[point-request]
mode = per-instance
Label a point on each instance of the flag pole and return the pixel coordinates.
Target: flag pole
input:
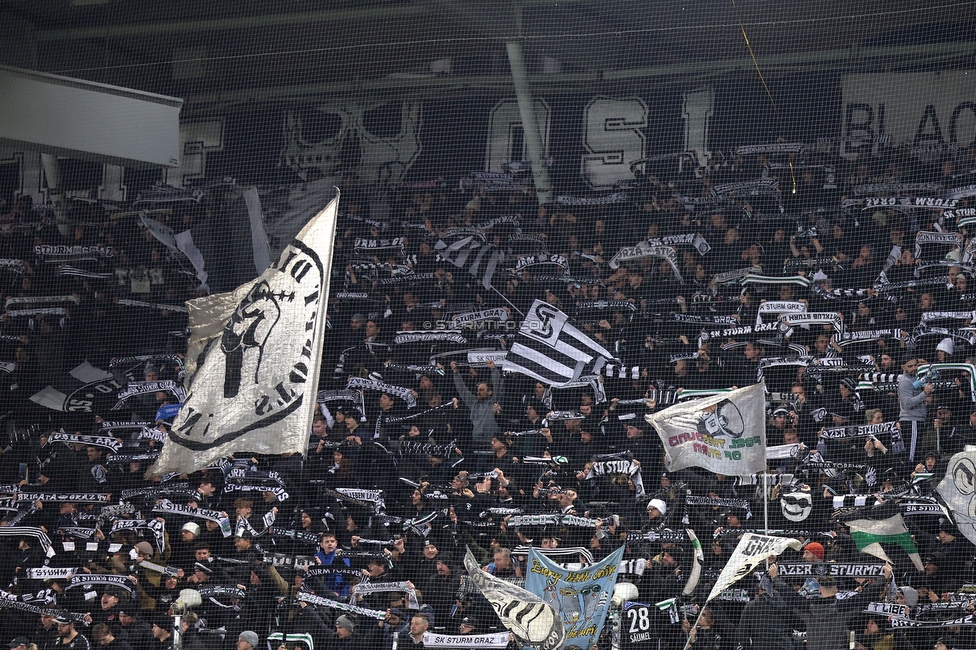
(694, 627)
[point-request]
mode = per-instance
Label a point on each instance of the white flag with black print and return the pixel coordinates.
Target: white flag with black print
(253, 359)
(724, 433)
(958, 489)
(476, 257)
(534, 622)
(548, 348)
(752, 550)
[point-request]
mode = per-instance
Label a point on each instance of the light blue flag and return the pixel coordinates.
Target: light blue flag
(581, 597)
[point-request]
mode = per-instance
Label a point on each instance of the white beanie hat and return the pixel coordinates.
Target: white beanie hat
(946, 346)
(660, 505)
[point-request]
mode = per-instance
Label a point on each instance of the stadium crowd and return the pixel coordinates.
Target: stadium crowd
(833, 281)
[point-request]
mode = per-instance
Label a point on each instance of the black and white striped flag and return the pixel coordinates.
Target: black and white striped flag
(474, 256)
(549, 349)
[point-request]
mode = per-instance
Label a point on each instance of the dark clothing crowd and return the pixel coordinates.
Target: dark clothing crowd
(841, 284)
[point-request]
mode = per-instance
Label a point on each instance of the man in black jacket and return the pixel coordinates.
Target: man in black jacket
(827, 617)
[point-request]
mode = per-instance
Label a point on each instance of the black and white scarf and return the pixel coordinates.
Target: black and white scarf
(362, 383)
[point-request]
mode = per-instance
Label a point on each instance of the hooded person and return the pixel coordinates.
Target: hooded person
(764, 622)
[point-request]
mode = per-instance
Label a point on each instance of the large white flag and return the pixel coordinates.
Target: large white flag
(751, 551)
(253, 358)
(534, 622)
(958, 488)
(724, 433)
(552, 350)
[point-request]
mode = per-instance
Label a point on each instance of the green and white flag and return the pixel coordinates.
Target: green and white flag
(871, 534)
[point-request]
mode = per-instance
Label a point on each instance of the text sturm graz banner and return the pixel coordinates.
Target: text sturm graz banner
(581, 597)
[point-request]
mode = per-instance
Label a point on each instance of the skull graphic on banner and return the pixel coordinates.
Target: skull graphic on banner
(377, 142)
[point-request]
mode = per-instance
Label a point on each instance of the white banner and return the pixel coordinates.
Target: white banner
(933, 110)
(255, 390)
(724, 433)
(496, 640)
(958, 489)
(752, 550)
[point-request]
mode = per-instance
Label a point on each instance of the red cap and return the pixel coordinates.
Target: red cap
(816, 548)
○ ○ ○ ○ ○ ○ ○
Problem requirements: Quote each line of the listing exactly, but leave the pictures out.

Result:
[point-request]
mode = per-instance
Label a point on each instance of the flag pole and return the pixel coordinates.
Target: flag pole
input:
(694, 627)
[point-request]
mode = per-instance
Label a point on each instance of the white flag with black print and return the pixel coordinates.
Target: white flag with black print
(253, 359)
(724, 433)
(958, 489)
(476, 257)
(534, 622)
(548, 348)
(752, 550)
[point-request]
mode = per-instance
Label a point on each instance of the light blue flag and return the pixel coordinates.
Target: light blue flag
(581, 597)
[point-request]
mode = per-instance
Label a point on each instance of the white beanie hat and return the pixel coordinates.
Target: white beanie hat
(946, 346)
(660, 505)
[point-request]
mode = per-instance
Label a point on each instance of the stadium crowd and return the pixel coordinates.
Target: stadium crowd
(833, 281)
[point-request]
mode = per-instance
Label a point on each instance of the black and white striped flag and return the pixel coordinates.
Target: black and white striped flag
(474, 256)
(549, 349)
[point-request]
mode = per-instance
Label a point on each instance of the dark clothing crowd and return the pixel coordinates.
Target: dark clothing crowd
(841, 284)
[point-request]
mode = per-instance
Label a point on each instance of the man in black jacket and return the pixel coordinates.
Target: man in black jacket
(827, 617)
[point-request]
mode = per-instance
Label a point on each instance of the black and white scarf and return the pixel coordinates.
Target: black and white scarf
(362, 383)
[point-request]
mode = per-instance
Label a point on each instance of the hooded person and return the pixel coordinates.
Target: hooded person
(764, 622)
[point-request]
mode = per-instance
Label a point on each instance of the large white flag and return the pixel coordinates.
Target: large white flag
(751, 551)
(253, 358)
(534, 622)
(958, 488)
(724, 433)
(552, 350)
[point-request]
mode = per-instance
Label a point on each instance of the green and white flag and return the pixel coordinates.
Target: green and white flag
(871, 534)
[point-request]
mode = per-instance
Label a point on each instance of the text sturm graz banner and return the pixel coordinates.
Target: text sturm graz banner
(581, 597)
[point-request]
mode = per-instance
Label a point on each instance of the skull graphic on banner and return the pixel coordinates.
Target: skull graphic on banner
(377, 142)
[point-request]
mode = per-instance
Label a point on each instance of the white banner and return the pixel coordinates.
Target: white banner
(933, 110)
(255, 390)
(724, 433)
(496, 640)
(958, 489)
(752, 550)
[point-request]
mode = per-instance
Label a point on each instance of the red cap and return the pixel coordinates.
Target: red cap
(816, 548)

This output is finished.